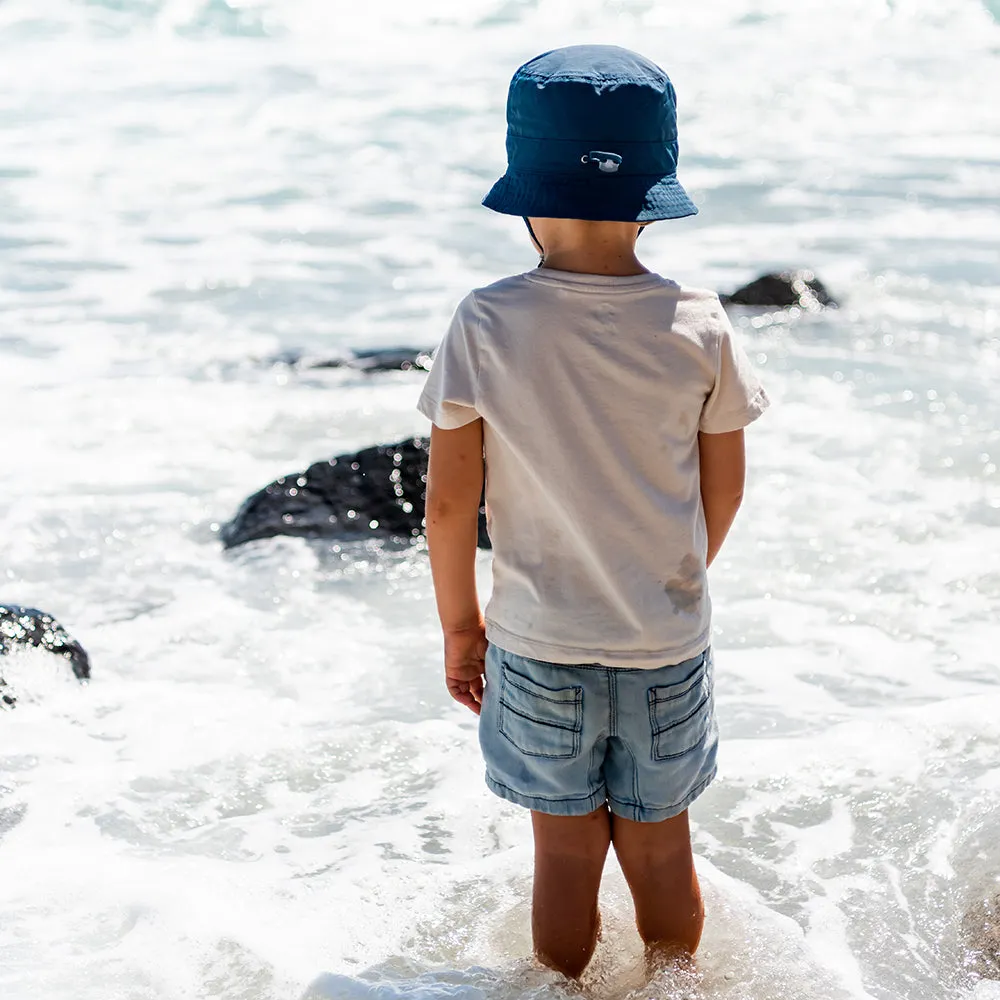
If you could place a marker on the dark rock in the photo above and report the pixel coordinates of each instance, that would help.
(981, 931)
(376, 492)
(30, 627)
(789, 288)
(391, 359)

┄┄┄┄┄┄┄┄┄┄

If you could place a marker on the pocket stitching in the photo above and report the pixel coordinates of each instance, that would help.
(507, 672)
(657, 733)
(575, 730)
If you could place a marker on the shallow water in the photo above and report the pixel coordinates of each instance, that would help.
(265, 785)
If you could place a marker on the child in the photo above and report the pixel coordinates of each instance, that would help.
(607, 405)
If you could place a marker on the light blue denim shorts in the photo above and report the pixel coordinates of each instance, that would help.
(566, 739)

┄┄┄┄┄┄┄┄┄┄

▶ [WHAT THE TASK REQUIRES]:
Collect every line of the entries above that contains the word "each". Treat case as significant, so a capitalized form does not count as a match.

▶ [OUTPUT OF THE TASK]:
If you could place a marker on the dark rock in the photo above and report the pixel coordinates of each instance, that would help.
If you could place a marker on the pocket stitching in the photo above and report the pixel coordinates of each instance, that would help.
If you could place a marker on the shallow water in the photo above and report the pixel coordinates of each instance, that would help.
If you could place a marker on the child in the photo above and report the pixel coordinates of each instance, that would help.
If you could place a marker on the light blue denim shorts in the photo above and report the pixel coordinates of each instance, that would help.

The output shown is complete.